_Referring expression data_.

=== Begin Enclosure ===

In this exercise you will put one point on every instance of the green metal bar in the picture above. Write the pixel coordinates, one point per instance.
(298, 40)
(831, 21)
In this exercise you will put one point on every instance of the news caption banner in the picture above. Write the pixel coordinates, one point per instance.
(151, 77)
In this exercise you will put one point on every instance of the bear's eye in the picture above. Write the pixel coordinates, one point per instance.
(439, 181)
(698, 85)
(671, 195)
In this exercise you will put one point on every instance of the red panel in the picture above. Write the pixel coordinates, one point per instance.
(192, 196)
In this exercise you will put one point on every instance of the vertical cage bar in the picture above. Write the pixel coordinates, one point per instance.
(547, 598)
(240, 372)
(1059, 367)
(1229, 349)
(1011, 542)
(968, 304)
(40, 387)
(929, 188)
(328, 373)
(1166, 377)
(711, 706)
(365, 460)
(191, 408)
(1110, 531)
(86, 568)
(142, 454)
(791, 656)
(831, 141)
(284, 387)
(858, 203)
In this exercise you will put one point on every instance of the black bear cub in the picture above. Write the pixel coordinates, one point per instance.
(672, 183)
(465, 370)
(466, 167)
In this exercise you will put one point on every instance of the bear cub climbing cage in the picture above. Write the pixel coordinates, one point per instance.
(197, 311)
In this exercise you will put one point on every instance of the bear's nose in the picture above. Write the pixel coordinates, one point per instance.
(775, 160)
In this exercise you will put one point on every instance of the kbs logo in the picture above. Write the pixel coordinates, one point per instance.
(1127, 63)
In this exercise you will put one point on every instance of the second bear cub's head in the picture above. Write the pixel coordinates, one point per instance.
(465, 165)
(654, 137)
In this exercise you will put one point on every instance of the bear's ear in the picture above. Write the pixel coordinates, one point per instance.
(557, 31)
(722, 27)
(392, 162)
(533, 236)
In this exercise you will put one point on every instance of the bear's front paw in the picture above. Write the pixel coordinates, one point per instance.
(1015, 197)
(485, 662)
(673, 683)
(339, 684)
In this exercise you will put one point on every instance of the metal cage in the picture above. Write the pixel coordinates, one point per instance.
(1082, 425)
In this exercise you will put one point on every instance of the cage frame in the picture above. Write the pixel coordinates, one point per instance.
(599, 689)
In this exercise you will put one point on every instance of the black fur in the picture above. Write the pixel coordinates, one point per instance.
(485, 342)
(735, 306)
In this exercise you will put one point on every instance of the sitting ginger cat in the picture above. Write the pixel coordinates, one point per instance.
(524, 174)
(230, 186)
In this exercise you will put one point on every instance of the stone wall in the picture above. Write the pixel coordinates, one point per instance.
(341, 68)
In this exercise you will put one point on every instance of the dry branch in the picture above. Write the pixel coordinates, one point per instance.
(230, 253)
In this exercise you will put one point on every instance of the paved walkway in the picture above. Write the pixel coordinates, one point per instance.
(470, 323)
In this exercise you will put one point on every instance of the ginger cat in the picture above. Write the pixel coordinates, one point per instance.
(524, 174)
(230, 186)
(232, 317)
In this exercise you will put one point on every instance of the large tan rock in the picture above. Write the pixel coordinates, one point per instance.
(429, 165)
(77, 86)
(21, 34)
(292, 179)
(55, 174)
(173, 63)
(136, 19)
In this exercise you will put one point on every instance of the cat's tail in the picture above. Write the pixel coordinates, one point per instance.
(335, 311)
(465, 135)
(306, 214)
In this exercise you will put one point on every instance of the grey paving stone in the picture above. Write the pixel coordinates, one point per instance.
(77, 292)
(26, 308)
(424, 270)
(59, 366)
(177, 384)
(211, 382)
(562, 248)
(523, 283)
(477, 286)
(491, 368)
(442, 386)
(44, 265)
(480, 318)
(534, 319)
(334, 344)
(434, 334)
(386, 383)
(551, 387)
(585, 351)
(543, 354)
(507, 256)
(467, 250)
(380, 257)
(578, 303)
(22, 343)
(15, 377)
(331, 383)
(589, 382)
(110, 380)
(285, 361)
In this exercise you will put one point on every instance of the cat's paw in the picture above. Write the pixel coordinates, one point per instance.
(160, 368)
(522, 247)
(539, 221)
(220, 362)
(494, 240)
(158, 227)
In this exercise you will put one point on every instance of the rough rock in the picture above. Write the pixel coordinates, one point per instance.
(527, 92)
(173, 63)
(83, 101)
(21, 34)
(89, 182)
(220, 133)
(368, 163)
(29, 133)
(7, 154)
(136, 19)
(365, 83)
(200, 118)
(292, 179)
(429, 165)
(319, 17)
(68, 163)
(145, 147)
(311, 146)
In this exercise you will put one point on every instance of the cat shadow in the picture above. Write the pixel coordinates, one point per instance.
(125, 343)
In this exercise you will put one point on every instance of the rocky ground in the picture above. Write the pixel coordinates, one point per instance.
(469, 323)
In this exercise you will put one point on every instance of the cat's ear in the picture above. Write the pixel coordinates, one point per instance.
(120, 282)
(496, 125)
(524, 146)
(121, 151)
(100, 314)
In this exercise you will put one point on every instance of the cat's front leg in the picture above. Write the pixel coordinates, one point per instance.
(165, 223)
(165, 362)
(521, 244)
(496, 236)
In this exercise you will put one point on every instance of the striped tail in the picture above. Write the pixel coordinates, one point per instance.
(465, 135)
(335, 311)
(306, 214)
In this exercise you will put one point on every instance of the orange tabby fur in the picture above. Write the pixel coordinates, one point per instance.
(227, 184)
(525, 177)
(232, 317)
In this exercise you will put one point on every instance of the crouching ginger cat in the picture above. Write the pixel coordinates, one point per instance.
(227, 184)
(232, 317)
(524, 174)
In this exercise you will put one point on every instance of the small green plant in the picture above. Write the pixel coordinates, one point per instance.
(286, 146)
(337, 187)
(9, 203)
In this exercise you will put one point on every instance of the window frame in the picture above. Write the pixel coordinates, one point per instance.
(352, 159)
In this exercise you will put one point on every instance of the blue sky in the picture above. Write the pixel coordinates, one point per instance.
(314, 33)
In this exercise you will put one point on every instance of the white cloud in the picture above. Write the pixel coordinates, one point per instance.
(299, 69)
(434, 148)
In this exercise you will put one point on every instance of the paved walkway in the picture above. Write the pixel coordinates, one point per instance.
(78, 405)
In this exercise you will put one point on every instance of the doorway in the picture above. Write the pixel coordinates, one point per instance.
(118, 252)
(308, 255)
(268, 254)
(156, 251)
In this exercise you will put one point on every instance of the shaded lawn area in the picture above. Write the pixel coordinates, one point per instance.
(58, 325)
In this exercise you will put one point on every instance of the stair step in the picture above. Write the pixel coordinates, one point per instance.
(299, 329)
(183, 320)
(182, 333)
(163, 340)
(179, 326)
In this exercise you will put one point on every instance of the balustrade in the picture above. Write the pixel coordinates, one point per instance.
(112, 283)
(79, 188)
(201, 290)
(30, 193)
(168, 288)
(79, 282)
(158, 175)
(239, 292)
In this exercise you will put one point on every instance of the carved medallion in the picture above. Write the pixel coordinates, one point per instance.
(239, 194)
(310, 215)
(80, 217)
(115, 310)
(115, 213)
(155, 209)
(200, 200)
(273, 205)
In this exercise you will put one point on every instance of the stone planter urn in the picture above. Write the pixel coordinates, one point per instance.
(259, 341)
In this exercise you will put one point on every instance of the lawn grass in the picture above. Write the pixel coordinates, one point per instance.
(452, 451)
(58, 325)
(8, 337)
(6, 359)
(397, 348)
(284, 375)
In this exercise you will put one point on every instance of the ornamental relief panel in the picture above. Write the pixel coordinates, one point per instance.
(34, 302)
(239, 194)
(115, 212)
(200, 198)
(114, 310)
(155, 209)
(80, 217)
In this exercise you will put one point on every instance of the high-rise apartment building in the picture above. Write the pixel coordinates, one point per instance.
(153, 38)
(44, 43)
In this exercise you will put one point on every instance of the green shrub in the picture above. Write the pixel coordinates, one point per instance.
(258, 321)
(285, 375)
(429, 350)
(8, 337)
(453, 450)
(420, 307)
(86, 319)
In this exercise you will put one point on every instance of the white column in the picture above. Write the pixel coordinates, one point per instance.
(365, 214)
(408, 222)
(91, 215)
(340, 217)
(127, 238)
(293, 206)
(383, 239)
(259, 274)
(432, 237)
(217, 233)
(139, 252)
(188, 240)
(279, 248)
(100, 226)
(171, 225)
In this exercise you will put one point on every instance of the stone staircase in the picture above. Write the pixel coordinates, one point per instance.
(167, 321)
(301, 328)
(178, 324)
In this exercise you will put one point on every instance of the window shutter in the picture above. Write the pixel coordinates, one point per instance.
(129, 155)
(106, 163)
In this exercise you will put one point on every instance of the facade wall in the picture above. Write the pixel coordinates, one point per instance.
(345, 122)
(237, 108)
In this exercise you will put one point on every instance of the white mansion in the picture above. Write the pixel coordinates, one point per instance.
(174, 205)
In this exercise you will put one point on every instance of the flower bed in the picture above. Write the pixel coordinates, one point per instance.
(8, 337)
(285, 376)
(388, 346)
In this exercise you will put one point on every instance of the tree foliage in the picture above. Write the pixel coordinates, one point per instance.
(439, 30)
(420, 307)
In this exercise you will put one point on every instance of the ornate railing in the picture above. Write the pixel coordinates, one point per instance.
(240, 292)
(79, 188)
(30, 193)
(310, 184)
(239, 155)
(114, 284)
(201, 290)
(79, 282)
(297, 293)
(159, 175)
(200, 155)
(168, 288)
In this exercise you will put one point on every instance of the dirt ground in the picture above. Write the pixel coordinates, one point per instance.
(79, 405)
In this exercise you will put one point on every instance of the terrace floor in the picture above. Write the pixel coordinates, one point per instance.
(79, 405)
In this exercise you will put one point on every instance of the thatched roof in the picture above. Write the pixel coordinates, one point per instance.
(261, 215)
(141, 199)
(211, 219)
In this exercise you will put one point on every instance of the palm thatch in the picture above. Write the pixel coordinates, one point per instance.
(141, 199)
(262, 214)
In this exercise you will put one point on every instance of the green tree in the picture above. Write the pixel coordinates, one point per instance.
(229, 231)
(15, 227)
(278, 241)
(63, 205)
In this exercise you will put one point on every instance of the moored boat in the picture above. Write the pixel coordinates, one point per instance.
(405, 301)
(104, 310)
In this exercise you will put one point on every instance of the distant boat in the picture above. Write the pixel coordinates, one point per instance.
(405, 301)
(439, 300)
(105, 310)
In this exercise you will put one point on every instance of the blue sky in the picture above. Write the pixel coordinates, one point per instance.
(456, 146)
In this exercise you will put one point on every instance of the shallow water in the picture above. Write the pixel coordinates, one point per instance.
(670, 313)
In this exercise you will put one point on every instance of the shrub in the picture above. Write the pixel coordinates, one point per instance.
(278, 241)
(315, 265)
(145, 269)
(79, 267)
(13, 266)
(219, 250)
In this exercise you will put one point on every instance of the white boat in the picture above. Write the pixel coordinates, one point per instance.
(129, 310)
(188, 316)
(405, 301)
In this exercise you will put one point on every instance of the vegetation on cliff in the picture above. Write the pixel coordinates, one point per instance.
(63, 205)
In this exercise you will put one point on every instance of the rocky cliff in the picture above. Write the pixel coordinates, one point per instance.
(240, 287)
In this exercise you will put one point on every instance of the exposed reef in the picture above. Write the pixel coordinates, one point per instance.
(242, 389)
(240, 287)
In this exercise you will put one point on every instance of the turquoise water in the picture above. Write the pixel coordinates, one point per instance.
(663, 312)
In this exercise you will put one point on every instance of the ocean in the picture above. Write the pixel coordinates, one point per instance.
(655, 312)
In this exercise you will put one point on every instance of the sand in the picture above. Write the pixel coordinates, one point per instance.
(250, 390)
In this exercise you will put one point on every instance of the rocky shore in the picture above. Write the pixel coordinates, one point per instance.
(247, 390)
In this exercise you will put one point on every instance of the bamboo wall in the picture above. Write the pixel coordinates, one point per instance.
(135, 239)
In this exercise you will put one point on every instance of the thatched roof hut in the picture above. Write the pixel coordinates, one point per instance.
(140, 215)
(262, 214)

=== End Enclosure ===

From the line that contains "of the vegetation" down to the last line above, print each line exactly as it appears.

In this exercise you will put one point on every instance of the vegetation on cliff in the picture above. Write the pixel coordinates, one point per instance.
(63, 205)
In this exercise you will put one point on every instance of the rocky cliff in the picture above. Write the pixel coordinates, one point per instance.
(240, 287)
In this exercise you will put one point on every instance of the exposed reef in the picture above. Write the pixel coordinates, one point per instance.
(242, 389)
(240, 287)
In this exercise you will put one point on every instance of the turquoise water in the picture above. Write the pixel coordinates, one point per instance.
(663, 312)
In this exercise you will put one point on every instance of the ocean in the picture above. Write the pixel coordinates, one point per instance.
(655, 312)
In this exercise you will put one point on every instance of the sand in the picture above. Write the pixel coordinates, one point per instance.
(250, 390)
In this exercise you will put one point on every instance of the rocky shore in the picture above. Write the pixel coordinates, one point per instance.
(247, 390)
In this exercise you will put one point on every instance of the bamboo wall in the picture above. Write the pixel coordinates, one point per instance.
(135, 239)
In this exercise you will put one point on every instance of the thatched roof hut in the picture above. Write the pixel coordinates, one point per instance.
(140, 215)
(262, 214)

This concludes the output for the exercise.